Directive —
Render every row below as a Markdown table with two columns, No. and Line, one numbered entry per line and blank lines left out.

Exercise material —
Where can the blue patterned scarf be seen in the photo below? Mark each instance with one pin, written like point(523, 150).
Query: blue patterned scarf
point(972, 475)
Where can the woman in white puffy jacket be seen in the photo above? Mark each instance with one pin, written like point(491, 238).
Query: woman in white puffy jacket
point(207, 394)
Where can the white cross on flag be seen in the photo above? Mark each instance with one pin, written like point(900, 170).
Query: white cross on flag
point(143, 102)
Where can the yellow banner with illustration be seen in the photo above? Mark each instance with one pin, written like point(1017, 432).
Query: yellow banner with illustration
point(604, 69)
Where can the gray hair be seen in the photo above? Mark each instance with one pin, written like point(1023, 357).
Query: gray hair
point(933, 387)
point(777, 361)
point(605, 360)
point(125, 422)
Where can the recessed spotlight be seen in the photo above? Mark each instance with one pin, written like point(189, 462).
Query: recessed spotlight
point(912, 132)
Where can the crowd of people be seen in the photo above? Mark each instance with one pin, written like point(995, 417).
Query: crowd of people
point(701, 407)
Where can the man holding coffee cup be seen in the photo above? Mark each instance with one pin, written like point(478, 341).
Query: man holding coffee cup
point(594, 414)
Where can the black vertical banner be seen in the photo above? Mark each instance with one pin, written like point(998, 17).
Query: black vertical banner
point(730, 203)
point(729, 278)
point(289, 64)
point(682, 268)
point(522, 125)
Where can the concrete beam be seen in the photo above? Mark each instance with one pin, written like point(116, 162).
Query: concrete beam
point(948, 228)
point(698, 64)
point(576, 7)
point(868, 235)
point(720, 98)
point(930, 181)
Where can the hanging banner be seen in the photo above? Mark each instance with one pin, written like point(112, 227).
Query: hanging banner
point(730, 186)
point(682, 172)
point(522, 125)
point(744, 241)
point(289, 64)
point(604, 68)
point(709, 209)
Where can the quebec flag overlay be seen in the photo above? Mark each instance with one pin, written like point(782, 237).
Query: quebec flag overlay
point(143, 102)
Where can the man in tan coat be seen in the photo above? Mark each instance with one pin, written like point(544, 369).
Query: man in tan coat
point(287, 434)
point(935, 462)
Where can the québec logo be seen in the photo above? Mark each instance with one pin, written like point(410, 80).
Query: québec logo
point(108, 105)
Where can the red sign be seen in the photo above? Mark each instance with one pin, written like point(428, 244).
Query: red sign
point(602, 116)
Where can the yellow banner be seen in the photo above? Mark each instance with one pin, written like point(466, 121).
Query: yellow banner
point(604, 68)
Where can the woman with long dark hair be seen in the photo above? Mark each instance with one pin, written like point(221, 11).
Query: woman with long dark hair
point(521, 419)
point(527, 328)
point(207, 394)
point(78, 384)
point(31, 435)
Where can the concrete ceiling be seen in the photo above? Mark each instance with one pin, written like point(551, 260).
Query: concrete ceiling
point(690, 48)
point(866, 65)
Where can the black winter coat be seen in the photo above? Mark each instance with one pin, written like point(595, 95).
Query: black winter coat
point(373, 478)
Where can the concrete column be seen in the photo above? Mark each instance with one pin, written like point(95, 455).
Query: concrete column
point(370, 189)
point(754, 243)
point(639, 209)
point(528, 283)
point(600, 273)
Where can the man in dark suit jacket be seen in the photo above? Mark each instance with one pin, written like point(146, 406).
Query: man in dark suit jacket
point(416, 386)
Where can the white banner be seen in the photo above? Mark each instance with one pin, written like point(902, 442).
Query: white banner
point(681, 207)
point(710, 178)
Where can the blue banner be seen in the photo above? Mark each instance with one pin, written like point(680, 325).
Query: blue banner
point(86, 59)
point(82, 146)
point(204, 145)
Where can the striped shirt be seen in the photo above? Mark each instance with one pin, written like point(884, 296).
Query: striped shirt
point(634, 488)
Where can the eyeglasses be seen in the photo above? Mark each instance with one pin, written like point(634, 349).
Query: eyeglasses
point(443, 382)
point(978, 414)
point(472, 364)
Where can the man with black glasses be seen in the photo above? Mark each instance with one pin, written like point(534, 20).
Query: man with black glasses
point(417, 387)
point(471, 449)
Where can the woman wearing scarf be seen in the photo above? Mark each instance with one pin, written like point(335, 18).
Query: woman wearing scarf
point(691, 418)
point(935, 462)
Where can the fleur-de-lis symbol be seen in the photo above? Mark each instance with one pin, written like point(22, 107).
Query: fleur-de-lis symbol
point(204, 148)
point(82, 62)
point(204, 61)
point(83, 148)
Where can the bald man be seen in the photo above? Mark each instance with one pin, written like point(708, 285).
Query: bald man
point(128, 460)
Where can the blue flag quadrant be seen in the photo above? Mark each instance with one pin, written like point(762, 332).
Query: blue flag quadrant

Final result —
| No. | Line |
|---|---|
| 1 | Where can the blue patterned scarf be seen in the photo below? Mark each instance with one pin, written like point(523, 150). |
| 2 | Query: blue patterned scarf |
| 3 | point(972, 475) |
| 4 | Where can the woman in white puffy jacket be seen in the photo above? Mark each instance with one pin, written like point(491, 238). |
| 5 | Query: woman in white puffy jacket |
| 6 | point(207, 394) |
| 7 | Where can the white cross on flag be seen in the photo above? Mark each instance with one pin, written like point(900, 170). |
| 8 | Query: white cross on flag |
| 9 | point(143, 102) |
| 10 | Where can the yellow banner with illustration be seen in the photo above? Mark each instance with one pin, written like point(1017, 432). |
| 11 | Query: yellow banner with illustration |
| 12 | point(604, 69) |
| 13 | Where can the gray hair be seen in the photo above? Mark each instance with one pin, written like point(1023, 357). |
| 14 | Query: gray hair |
| 15 | point(933, 387) |
| 16 | point(777, 361) |
| 17 | point(605, 360) |
| 18 | point(125, 422) |
| 19 | Where can the recessed spotlight be seen in the photo above? Mark each instance with one pin, written like point(189, 462). |
| 20 | Query: recessed spotlight |
| 21 | point(912, 132) |
| 22 | Where can the crowd of people be seen in the photo above? Mark each instance with one pin, written like point(995, 417). |
| 23 | Query: crowd of people |
| 24 | point(701, 407) |
| 25 | Where can the man holding coffee cup be seen in the photo above? Mark each instance with one pin, written like point(478, 341). |
| 26 | Query: man holding coffee cup |
| 27 | point(594, 414) |
| 28 | Where can the black vertical banner be seen in the photo above? Mark each instance with one pin, written like point(998, 17). |
| 29 | Query: black vertical banner |
| 30 | point(730, 203) |
| 31 | point(729, 278) |
| 32 | point(289, 64) |
| 33 | point(682, 268) |
| 34 | point(522, 125) |
| 35 | Where can the concrete beam be seen in the photo above? Mark each instance with one pin, written like point(116, 162). |
| 36 | Query: concrete beam |
| 37 | point(948, 228) |
| 38 | point(698, 64) |
| 39 | point(576, 7) |
| 40 | point(868, 235) |
| 41 | point(720, 98) |
| 42 | point(930, 181) |
| 43 | Where can the hanging banner be seen in the photo above? Mark each instance with one pin, written like point(112, 227). |
| 44 | Query: hanging banner |
| 45 | point(730, 186) |
| 46 | point(682, 172) |
| 47 | point(522, 125) |
| 48 | point(744, 241) |
| 49 | point(289, 64) |
| 50 | point(604, 68) |
| 51 | point(709, 209) |
| 52 | Where can the quebec flag overlay be seen in the photo above? Mark each instance with one pin, written like point(782, 237). |
| 53 | Query: quebec flag overlay |
| 54 | point(143, 102) |
| 55 | Where can the man in tan coat be seen in the photo above? Mark each instance with one pin, written like point(544, 369). |
| 56 | Query: man in tan coat |
| 57 | point(287, 434) |
| 58 | point(935, 462) |
| 59 | Where can the québec logo be seen in the photo above? Mark each instance with one pin, written like point(410, 80). |
| 60 | Query: québec logo |
| 61 | point(108, 105) |
| 62 | Where can the red sign be seen in the photo above? Mark each instance with one pin, written like point(428, 244). |
| 63 | Query: red sign |
| 64 | point(602, 116) |
| 65 | Where can the yellow banner be seen in the photo above? Mark each instance with one pin, written like point(466, 121). |
| 66 | Query: yellow banner |
| 67 | point(604, 68) |
| 68 | Where can the woman with long dark hair be seen in the photo above? Mark each instance with one pin, written like point(221, 11). |
| 69 | Query: woman with long dark hair |
| 70 | point(521, 419) |
| 71 | point(527, 328) |
| 72 | point(207, 394) |
| 73 | point(78, 384) |
| 74 | point(31, 435) |
| 75 | Where can the concrete ceiling be seen in the photo above? Mark each instance with one pin, written like point(551, 260). |
| 76 | Query: concrete ceiling |
| 77 | point(690, 48) |
| 78 | point(866, 65) |
| 79 | Where can the black winter coat be seen in the photo above? Mark each instance with one pin, written like point(595, 95). |
| 80 | Query: black winter coat |
| 81 | point(373, 478) |
| 82 | Where can the concrete column be seen in the photo above? Mark each instance with one pin, written like point(95, 455). |
| 83 | Query: concrete column |
| 84 | point(370, 189) |
| 85 | point(754, 243) |
| 86 | point(639, 209) |
| 87 | point(528, 283) |
| 88 | point(600, 273) |
| 89 | Where can the man in dark suit jacket be seen in the photo above? Mark each instance with one pin, written like point(146, 406). |
| 90 | Query: man in dark suit jacket |
| 91 | point(416, 386) |
| 92 | Where can the white banner be seen in the photo above? Mark each instance with one pin, written like point(902, 442). |
| 93 | Query: white banner |
| 94 | point(681, 207) |
| 95 | point(710, 178) |
| 96 | Where can the blue banner be seen in the photo above? Mark each instance with one pin, written like point(680, 325). |
| 97 | Query: blue banner |
| 98 | point(86, 59) |
| 99 | point(82, 146) |
| 100 | point(204, 145) |
| 101 | Where can the striped shirt be seen in the photo above? Mark each instance with one pin, written like point(884, 296). |
| 102 | Query: striped shirt |
| 103 | point(634, 488) |
| 104 | Where can the eyeglasses be seen in the photo above? Mark each instance with one pin, written like point(634, 349). |
| 105 | Query: eyeglasses |
| 106 | point(443, 382) |
| 107 | point(978, 414) |
| 108 | point(472, 364) |
| 109 | Where can the man with black glasses be seen in the photo above? Mark each instance with one pin, written like point(534, 20). |
| 110 | Query: man with black glasses |
| 111 | point(417, 387) |
| 112 | point(471, 449) |
| 113 | Where can the woman wearing scarf be seen in the photo above? Mark each instance with one pin, written like point(335, 18). |
| 114 | Query: woman wearing scarf |
| 115 | point(691, 418) |
| 116 | point(935, 462) |
| 117 | Where can the fleur-de-lis symbol be seen in the photo above? Mark each instance with one pin, written like point(22, 107). |
| 118 | Query: fleur-de-lis symbol |
| 119 | point(204, 148) |
| 120 | point(82, 62) |
| 121 | point(204, 61) |
| 122 | point(83, 148) |
| 123 | Where can the bald man be seen in the photo above? Mark each instance with one pin, written like point(708, 285). |
| 124 | Query: bald man |
| 125 | point(128, 460) |
| 126 | Where can the blue flag quadrant be seen in the photo above? Mark each instance with one pin, written like point(762, 332). |
| 127 | Query: blue flag quadrant |